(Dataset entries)
[start]

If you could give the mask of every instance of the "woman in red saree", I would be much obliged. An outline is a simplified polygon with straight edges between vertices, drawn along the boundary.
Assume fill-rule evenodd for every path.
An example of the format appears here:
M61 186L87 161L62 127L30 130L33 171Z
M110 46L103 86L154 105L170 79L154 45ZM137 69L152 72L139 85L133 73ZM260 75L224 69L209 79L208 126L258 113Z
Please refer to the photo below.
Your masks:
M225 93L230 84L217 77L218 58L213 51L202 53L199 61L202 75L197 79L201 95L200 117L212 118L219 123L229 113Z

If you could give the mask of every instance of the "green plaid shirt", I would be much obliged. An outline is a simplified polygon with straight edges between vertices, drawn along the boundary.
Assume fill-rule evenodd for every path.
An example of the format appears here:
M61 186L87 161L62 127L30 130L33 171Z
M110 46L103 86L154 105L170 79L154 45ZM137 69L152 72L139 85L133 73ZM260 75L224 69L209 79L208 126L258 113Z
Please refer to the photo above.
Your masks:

[end]

Your instructions>
Rewrite every line of the items above as a Markdown table with two columns, "Row" for a running row number and "Line" for the line itself, and leave out the blank lines.

Exercise solution>
| Row | Line |
|---|---|
| 1 | If you could give the mask of every instance of the "woman in red saree", I would be much obliged. An outline is a simplified polygon with straight edges between vertices, drawn along the boundary. |
| 2 | Assume fill-rule evenodd for every path. |
| 3 | An example of the format appears here: |
| 4 | M61 186L87 161L62 127L30 130L33 171Z |
| 5 | M110 46L103 86L154 105L170 79L154 45ZM137 69L152 72L139 85L133 73ZM260 75L224 69L209 79L208 126L258 113Z |
| 6 | Please refer to the photo below. |
| 7 | Your masks: |
| 8 | M225 93L230 84L217 77L218 58L213 51L202 53L199 61L202 75L197 79L201 95L200 117L212 118L219 123L229 113Z |
| 9 | If you could give the mask of every instance of the "green plaid shirt", I would be much obliged. An outline is a simplified polygon with straight edges between vertices, drawn along the boundary. |
| 10 | Assume fill-rule evenodd for every path. |
| 11 | An example of the format appears here: |
| 12 | M61 186L87 161L62 127L30 130L33 171Z |
| 13 | M110 46L103 86L154 105L170 79L154 45ZM137 69L152 72L139 85L133 73ZM260 75L224 69L209 79L208 126L258 113Z |
| 14 | Please refer to the photo above. |
| 15 | Your masks: |